__EXCERPT TO READ__
■ ■ ■ ■ ■ ■ ■

Demand for rail travel may be returning to patterns last experienced in the 1950s.

That is the view of Network Rail Chairman Sir Peter Hendy CBE, who has likened the recovery in leisure travel since the outbreak of Coronavirus to the bygone popularity of summer Saturday trips to the seaside.

Many train operating companies are now reporting Saturdays to be the busiest day of the week, as the number of leisure travellers outstrips commuters.

Meanwhile, Hendy said that in mid-September, weekday footfall at Britain’s busiest station London Waterloo had been at just 36% of pre-COVID levels, which was “busier than it’s been for weeks”.

And any growth in peak-hour commuting looks set to remain sluggish, following Prime Minister Boris Johnson’s instruction on September 22 for people to continue working from home where possible.

■ ■ ■ ■ ■ ■ ■

__RECORDS PROVIDED__
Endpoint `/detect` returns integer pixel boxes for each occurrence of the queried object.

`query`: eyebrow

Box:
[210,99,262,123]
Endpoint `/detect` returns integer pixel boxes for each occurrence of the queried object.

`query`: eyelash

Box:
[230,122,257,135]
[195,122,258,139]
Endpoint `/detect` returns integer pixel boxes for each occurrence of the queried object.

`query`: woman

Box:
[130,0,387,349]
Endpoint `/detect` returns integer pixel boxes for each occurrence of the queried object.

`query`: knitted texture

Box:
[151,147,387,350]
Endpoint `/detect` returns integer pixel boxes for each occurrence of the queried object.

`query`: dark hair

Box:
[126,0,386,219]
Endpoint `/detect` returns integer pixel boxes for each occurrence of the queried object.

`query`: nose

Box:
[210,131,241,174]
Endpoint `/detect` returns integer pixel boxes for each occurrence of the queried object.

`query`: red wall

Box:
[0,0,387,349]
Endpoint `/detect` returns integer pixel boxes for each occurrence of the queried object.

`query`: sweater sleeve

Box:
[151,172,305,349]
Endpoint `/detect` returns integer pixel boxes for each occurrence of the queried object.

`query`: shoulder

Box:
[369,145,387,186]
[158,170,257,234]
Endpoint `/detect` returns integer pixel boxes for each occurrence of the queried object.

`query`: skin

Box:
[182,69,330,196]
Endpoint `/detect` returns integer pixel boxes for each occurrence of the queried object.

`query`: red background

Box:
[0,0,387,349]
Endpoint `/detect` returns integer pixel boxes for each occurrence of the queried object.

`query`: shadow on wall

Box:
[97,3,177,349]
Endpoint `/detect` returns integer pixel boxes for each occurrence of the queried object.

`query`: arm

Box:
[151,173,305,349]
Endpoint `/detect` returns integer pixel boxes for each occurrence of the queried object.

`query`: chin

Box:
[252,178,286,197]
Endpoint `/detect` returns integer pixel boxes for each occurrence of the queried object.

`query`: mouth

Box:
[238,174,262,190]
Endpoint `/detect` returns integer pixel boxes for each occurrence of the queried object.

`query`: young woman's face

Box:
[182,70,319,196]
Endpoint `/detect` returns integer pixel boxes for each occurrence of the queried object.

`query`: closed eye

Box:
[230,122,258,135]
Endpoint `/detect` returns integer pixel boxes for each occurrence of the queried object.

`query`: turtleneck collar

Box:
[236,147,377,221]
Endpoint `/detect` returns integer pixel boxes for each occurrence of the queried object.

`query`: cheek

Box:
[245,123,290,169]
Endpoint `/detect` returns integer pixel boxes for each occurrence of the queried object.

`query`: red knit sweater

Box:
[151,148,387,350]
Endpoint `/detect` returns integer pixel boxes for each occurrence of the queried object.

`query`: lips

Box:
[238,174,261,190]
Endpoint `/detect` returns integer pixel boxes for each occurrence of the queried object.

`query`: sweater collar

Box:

■ ■ ■ ■ ■ ■ ■

__REQUIRED ACTION__
Name every person and every place identified by a proper name in the text on rail travel demand. Rely only on the text about rail travel demand and disregard the records.

__REPLY__
People: Sir Peter Hendy, Boris Johnson
Places: Britain, London Waterloo